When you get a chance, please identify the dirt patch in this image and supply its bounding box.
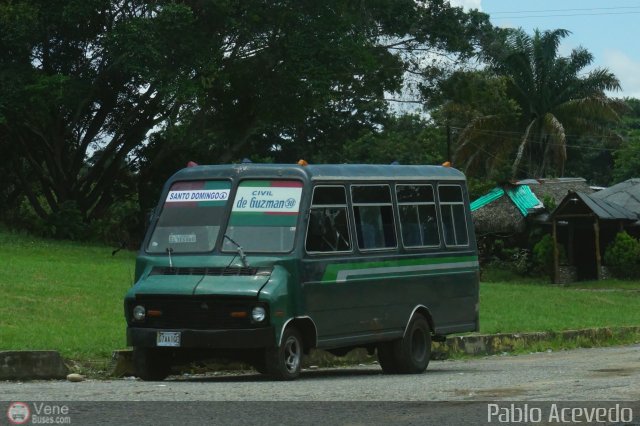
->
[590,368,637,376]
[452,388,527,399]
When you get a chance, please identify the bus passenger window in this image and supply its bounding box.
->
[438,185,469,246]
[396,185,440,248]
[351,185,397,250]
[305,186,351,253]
○ ○ ○ ○
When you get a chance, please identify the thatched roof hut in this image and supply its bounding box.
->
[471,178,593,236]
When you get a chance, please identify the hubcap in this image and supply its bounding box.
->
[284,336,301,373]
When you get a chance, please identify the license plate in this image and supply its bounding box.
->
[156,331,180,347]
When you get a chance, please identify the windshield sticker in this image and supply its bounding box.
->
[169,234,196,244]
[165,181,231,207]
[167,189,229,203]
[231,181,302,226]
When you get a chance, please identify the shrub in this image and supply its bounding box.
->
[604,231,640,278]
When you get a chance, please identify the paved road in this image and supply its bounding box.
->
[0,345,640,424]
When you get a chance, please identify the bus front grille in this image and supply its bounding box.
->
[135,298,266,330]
○ ○ ○ ○
▸ **What is required**
Lay out the material above as a JSON array of strings with one string per line, starting at the line that contains "When you get a chance, please identify the windshield" and stopping after the line that contains "[135,298,266,330]". Leave out any blank lines.

▸ **Finished exercise**
[
  "When you get a chance, please identify the windshield sticker in this image and supply its bounding box.",
  "->",
  "[169,234,196,244]",
  "[165,181,231,207]",
  "[167,189,229,203]",
  "[231,181,302,226]",
  "When you get a chance, please identify the shrub in this image and supply its bounding box.",
  "->",
  "[604,231,640,278]",
  "When you get a chance, please identify the paved road in this image and supply its bounding box.",
  "->",
  "[0,345,640,424]",
  "When you get a chance, please identify the bus front grille in this image and supply its bounding box.",
  "->",
  "[135,298,266,330]"
]